Document segment:

“It felt like a terminal disease,” he recalls with audible unease. “I lost a shit ton of weight, I was barely eating enough.”
There were other difficulties he doesn’t get into in great detail during our interview, including losing his grandmother. As frustrating as this period of forced stillness was, the grief and setbacks of the past two years also gave Elujay the chance to immerse himself in new sounds. A steady diet of Stevie Wonder, The Blackbyrds and Johnny Hammond had trained Elujay’s ear for writing smooth, groovy melodies that evoked a time when R&B was in constant dialogue with jazz and funk.
But during the pandemic, he started gravitating to stranger, less straightforwardly pretty music. Japanese psych-rock band Fishmans, which formed in the late ’80s, became one of his go-tos. Grouper‘s ghostly indie folk, Burial‘s electronic dub and Radiohead‘s intricate art rock were in heavy rotation.
These artists helped him tune into a different side of his creative self. “I’ve gotten a point in my artistry where I understand how to write a song. Now it’s all about breaking the rules a bit more and trying to do something a little unconventional,” Elujay says, adding that he mulled over a lot of the musical ideas on Circmvnt while hiking among redwoods around the Bay Area.
Across Circmvnt‘s 11 tracks, his growth is audible. The songwriting is confident and polished, yet there are sneaky surprises that skew the picture in ways that make you want to listen again. Take the syncopated drums on intro track “Hummingbird (quiet as Kept),” where Elujay tries to make sense of his life path while the pandemic exposes the ambient cruelty of American society. “You’re entitled to fulfill your own life / But you gotta answer on the day you die,” he sings softly.
“I think the cool thing about this album, as opposed to my other ones, is that it was definitely, like, 100% related to experience,” says the 25-year-old.
While other tracks, like “Ratrace,” directly allude to the way a COVID-era capitalistic hellscape warps our psychology (“It’s easier to dissociate” is one refrain), some songs on the project offer more of an escape. “Luvaroq,” featuring baroque indie-pop singer serpentwithfeet (who is about to go on tour with Björk), soothes with the gentle sway of reggae as Elujay lays on the charm. The singer says the Caribbean vibe is a nod to his Trinidadian roots.
“When the protests [of 2020] started happening, that’s kind of when I was really getting back into reggae again,” says Elujay. “I was trying to ease my nerves with relaxing music, and it was just nice to play throughout the house. I played it for four months straight.”
Elujay is back in good health, but the pandemic still shows no signs of ending. And though big arenas have largely gone on with business as usual, independent venues and artists have canceled events to protect performers, fans and staff from the omicron variant in recent months.
Elujay wants to get back to live performance this spring. In the meantime, he’s kept his music out there with Spotify playlist placements. You’ll find him on a popular one called “Low-Key” next to genre-bending, soul-adjacent acts like Khraungbin and Tirza. Brand collaborations have also gotten his name out well beyond the Bay: he scored the fall 2021 New York Fashion Week show for Tombogo, an Oakland streetwear designer favored by J Balvin and other pop stars. But the constant flux of pandemic life is making Elujay recalculate and go inward once again. He wants to take more piano and voice lessons, and to lean into his visual talents (he co-directed the action-thriller music video for “Frequently,” which also appears on Circmvnt).
“I think I’m in a student phase right now,” he says. “I want to be around people that teach me things. I don’t want to be the smartest one in the room.”

Activity: According to the profile of Elujay, for which designer's fall 2021 New York Fashion Week show did he provide the score?

Data provided:
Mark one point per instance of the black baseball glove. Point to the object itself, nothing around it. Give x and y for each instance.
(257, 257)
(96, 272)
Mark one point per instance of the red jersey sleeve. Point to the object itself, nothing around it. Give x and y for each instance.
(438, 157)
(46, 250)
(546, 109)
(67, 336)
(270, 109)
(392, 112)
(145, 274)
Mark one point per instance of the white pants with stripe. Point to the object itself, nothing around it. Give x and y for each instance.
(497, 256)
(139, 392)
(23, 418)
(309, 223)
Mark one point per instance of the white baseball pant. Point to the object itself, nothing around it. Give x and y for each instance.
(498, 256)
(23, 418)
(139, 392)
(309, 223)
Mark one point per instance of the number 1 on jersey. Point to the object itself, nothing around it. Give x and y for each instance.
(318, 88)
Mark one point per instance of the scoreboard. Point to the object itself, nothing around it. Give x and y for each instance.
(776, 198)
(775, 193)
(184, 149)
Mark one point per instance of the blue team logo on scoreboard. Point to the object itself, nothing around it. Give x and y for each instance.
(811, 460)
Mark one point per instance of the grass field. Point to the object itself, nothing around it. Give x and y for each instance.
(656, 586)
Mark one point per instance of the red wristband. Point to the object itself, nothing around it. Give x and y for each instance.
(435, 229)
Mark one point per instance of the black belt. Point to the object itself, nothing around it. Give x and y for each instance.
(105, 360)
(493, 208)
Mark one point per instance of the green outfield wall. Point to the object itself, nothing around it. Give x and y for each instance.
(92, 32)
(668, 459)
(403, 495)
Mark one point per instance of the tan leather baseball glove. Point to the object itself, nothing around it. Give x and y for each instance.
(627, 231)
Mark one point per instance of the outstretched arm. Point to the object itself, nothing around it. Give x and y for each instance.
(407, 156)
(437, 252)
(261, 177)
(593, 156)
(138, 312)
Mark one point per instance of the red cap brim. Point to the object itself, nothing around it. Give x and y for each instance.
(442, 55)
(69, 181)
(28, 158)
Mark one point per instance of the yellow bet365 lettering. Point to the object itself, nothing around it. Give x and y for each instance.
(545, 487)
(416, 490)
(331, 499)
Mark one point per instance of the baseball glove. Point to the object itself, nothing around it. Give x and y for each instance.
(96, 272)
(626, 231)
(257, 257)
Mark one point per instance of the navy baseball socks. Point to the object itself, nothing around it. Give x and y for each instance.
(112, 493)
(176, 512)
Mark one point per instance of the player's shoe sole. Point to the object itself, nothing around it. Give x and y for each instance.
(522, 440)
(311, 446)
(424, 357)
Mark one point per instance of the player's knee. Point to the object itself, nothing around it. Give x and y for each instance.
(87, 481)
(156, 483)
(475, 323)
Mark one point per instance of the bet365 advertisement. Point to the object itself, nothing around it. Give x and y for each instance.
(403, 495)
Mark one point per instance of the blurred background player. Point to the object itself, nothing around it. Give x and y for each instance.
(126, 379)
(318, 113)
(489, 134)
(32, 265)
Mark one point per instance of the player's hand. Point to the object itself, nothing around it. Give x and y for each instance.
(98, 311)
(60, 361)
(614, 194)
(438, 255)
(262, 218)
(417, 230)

Result for this exercise: Tombogo, an Oakland streetwear designer.